» **Problem details**
In one to three sentences, explain why six Bowdoin students who were studying in Italy came home, according to the news report below on Bowdoin College and the coronavirus.

» **Text section**
※

BRUNSWICK — No students, staff or faculty at Bowdoin College have been diagnosed with the new Coronavirus yet, but school officials are preparing for the worst. 

“While we hope for the best, we are planning for the possibility that the COVID-19 virus becomes a reality at the college,” President Clayton Rose wrote in a letter to Bowdoin community members Wednesday.

Six Bowdoin College students studying in Italy, where there have been more than 3,000 confirmed cases of the virus, have returned home after increasing health risks, according to college officials. None of them will be returning to Bowdoin this semester. 

For now, the approximately 150 remaining study-abroad students will stay abroad, according to Scott Hood, senior vice president for communications and public affairs at the college, but students are being asked to keep updated on travel advisories. 

Bowdoin does not have any students studying in Iran, South Korea or China, the other three counties with Warning Level 3 designations from the Centers for Disease Control, meaning travelers should avoid all nonessential travel. Bowdoin College does not have any official study abroad programs, but partners with other schools and agencies.

The Coronavirus, a respiratory disease first detected in China, has now been detected in more than 70 locations countries, according to the CDC, infecting more than 93,000 people and killing 3,190. The virus has been named “SARS-CoV-2” and the disease it causes has been named “Coronavirus disease 2019,” abbreviated “COVID-19.”

Spring break for students kicks off Friday and ends March 23, and according to  Rose, staying safe and healthy “will be particularly important as we return to campus after the break.”

Bowdoin is asking that any students, faculty or staff who pass through a Warning Level 3 country notify the school immediately, and all Bowdoin-sponsored trips to those countries have been cancelled. International students who are not able to return home over the break will be allowed to stay on-campus. Bowdoin has 121 international students.

Sick students are being asked not to return to campus until they are recovered. Students who become ill after they return to school should not go to class, the dining hall, practices or meetings until cleared by the health center, Rose said, and may even be asked to move to another room. 

College employees are being told not to report to work if they have symptoms of an illness. Human Resources is developing a temporary framework to support those with minimal sick-accruals, he said.

Many groups at the school are preparing for the “distinct possibility that the COVID-19 virus arrives in our community,” Rose wrote. Efforts include working with the students studying abroad and working to ensure “the continuity of instruction at Bowdoin in the event that faculty and students cannot meet face to face.”

Thursday, the Campus Emergency Management Team will gather to review preparations and contingencies for dealing with an outbreak on campus. 

So far, at least 130 people in the United States have tested positive for Coronavirus, according to Business Insider, with two confirmed cases as close as New Hampshire. There have been nine identified Coronavirus deaths in the country, all in Washington state. 

“This is a challenging moment globally,” Rose said, and urged students and community members to pay close attention to personal health and to practices (including thorough hand washing) to protect the health and welfare of others.

With the school’s plans to deal with any potential Coronavirus exposure in place, Rose said they will be “positioned to come through it in the best possible way.”

※

» **Extracted records**
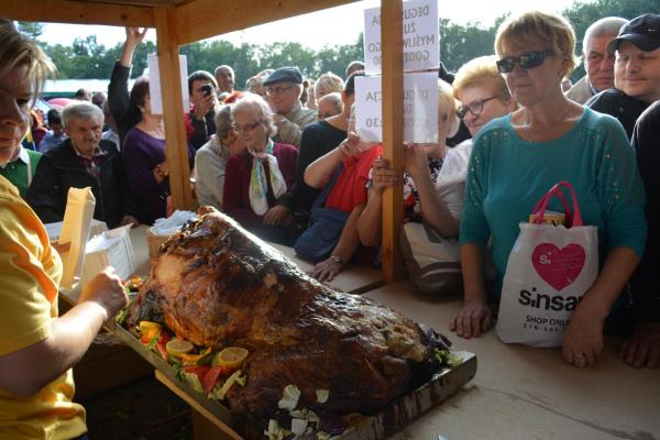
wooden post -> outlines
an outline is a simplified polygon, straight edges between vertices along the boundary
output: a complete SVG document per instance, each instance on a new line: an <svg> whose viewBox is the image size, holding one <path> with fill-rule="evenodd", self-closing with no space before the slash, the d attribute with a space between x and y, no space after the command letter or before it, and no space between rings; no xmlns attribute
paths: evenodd
<svg viewBox="0 0 660 440"><path fill-rule="evenodd" d="M383 157L404 170L404 56L402 0L381 1L381 56L383 75ZM402 277L399 230L403 187L383 194L383 276L387 283Z"/></svg>
<svg viewBox="0 0 660 440"><path fill-rule="evenodd" d="M184 121L184 111L187 109L184 109L182 102L175 7L154 7L154 19L165 122L165 156L169 166L169 191L174 209L190 210L194 208L194 200Z"/></svg>

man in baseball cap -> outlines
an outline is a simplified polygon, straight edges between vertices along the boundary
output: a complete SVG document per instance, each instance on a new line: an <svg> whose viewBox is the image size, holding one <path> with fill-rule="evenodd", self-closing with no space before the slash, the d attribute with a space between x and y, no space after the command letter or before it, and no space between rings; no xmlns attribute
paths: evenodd
<svg viewBox="0 0 660 440"><path fill-rule="evenodd" d="M271 107L277 113L275 142L300 145L300 134L306 125L317 120L316 111L302 108L302 74L296 67L280 67L263 82Z"/></svg>
<svg viewBox="0 0 660 440"><path fill-rule="evenodd" d="M615 88L594 96L586 106L618 119L630 136L637 118L660 99L660 15L630 20L607 44L607 52L616 54Z"/></svg>

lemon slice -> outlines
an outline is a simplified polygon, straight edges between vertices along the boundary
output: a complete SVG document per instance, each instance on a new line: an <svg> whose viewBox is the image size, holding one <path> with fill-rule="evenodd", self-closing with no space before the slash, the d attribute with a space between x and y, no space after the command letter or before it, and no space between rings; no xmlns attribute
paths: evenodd
<svg viewBox="0 0 660 440"><path fill-rule="evenodd" d="M230 369L238 369L241 366L245 358L250 352L240 346L228 346L223 349L213 358L213 365L229 366Z"/></svg>
<svg viewBox="0 0 660 440"><path fill-rule="evenodd" d="M146 330L151 330L151 329L161 330L161 328L162 328L162 326L158 322L140 321L140 331L146 331Z"/></svg>
<svg viewBox="0 0 660 440"><path fill-rule="evenodd" d="M167 353L178 358L180 358L182 354L191 352L194 348L195 346L191 342L176 338L165 344L165 350L167 350Z"/></svg>

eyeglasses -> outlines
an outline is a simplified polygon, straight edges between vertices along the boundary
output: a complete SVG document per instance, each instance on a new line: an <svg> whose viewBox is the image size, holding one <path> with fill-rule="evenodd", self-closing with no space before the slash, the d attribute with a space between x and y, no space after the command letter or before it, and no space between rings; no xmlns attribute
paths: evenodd
<svg viewBox="0 0 660 440"><path fill-rule="evenodd" d="M250 133L251 131L253 131L254 129L256 129L258 125L261 125L261 122L254 122L251 124L245 124L243 127L241 125L237 125L237 124L232 124L230 128L235 131L237 133Z"/></svg>
<svg viewBox="0 0 660 440"><path fill-rule="evenodd" d="M468 114L468 112L471 112L473 116L479 117L481 114L481 112L484 110L484 103L486 103L490 100L495 99L495 98L497 98L497 97L494 96L494 97L486 98L486 99L480 99L479 101L470 102L468 106L461 106L457 110L457 114L459 116L460 119L464 119L465 116Z"/></svg>
<svg viewBox="0 0 660 440"><path fill-rule="evenodd" d="M508 56L497 61L497 70L499 70L501 74L509 74L516 68L516 64L519 64L524 69L539 67L543 64L546 57L551 55L554 55L554 53L548 50L529 52L527 54L521 54L520 56Z"/></svg>
<svg viewBox="0 0 660 440"><path fill-rule="evenodd" d="M268 95L282 95L285 91L288 91L290 89L293 89L296 86L288 86L288 87L266 87L266 94Z"/></svg>

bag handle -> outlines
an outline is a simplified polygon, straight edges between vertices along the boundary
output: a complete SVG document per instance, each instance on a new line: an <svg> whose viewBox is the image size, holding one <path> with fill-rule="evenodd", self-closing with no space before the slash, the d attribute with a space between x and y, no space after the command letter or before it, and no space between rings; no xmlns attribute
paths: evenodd
<svg viewBox="0 0 660 440"><path fill-rule="evenodd" d="M569 190L569 193L571 194L571 200L573 201L572 213L571 213L571 210L566 202L566 199L564 197L562 188L566 188ZM552 196L557 196L561 200L563 208L564 208L564 213L566 216L566 224L571 224L571 227L583 226L582 224L582 215L580 213L580 205L578 204L578 196L575 195L575 189L573 189L573 186L566 180L561 180L561 182L557 183L552 188L550 188L550 190L548 193L546 193L546 195L541 198L541 200L539 200L537 206L532 209L531 212L537 215L537 218L535 221L536 224L541 224L541 222L543 221L543 216L546 213L546 209L548 208L548 204L550 202L550 199L552 198Z"/></svg>

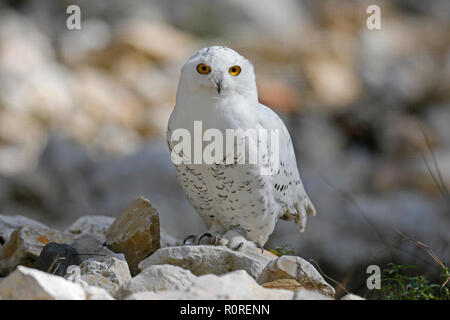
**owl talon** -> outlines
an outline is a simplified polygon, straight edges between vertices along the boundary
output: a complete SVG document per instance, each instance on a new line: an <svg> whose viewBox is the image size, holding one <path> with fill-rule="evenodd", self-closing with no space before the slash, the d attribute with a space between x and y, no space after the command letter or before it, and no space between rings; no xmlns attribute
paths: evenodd
<svg viewBox="0 0 450 320"><path fill-rule="evenodd" d="M197 245L200 245L200 242L202 241L203 238L208 237L208 238L212 238L213 235L209 232L202 234L198 240L197 240Z"/></svg>
<svg viewBox="0 0 450 320"><path fill-rule="evenodd" d="M185 245L186 242L187 242L188 240L192 240L192 242L191 242L191 243L188 243L188 244L194 243L196 238L197 238L197 236L196 236L195 234L191 234L191 235L187 236L187 237L184 238L184 240L183 240L183 245Z"/></svg>
<svg viewBox="0 0 450 320"><path fill-rule="evenodd" d="M239 243L236 247L233 248L233 251L239 251L240 248L244 246L244 242Z"/></svg>
<svg viewBox="0 0 450 320"><path fill-rule="evenodd" d="M261 249L261 253L264 253L264 248L262 247L262 245L260 245L259 242L256 241L254 243L258 249Z"/></svg>

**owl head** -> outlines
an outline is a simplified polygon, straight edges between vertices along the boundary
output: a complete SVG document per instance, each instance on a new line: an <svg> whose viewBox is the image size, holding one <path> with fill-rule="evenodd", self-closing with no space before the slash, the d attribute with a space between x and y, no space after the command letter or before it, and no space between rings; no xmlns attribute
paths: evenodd
<svg viewBox="0 0 450 320"><path fill-rule="evenodd" d="M216 98L257 96L252 63L222 46L203 48L189 58L181 68L180 90Z"/></svg>

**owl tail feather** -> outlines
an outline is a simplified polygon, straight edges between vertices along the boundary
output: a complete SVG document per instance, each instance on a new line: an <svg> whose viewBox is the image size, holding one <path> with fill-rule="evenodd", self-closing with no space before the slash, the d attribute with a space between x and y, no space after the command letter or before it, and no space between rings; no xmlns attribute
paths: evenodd
<svg viewBox="0 0 450 320"><path fill-rule="evenodd" d="M293 212L291 212L293 211ZM284 215L280 217L282 220L292 221L300 226L300 232L305 231L306 221L308 216L315 216L316 208L314 207L311 200L306 197L301 203L295 204L295 210L287 211Z"/></svg>

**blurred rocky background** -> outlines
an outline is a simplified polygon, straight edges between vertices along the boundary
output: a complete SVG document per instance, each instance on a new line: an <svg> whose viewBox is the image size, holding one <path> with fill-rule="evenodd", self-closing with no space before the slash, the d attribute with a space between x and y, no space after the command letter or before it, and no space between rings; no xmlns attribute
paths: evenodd
<svg viewBox="0 0 450 320"><path fill-rule="evenodd" d="M81 30L66 28L70 4ZM366 27L370 4L381 30ZM318 210L303 234L280 222L266 247L360 294L371 264L434 277L397 231L449 261L449 27L448 0L2 1L0 213L65 228L142 195L175 237L204 231L165 128L181 65L225 45L253 61Z"/></svg>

※

» **Task response**
The six students came home because of growing health risks in Italy, where there had been more than 3,000 confirmed cases of the virus.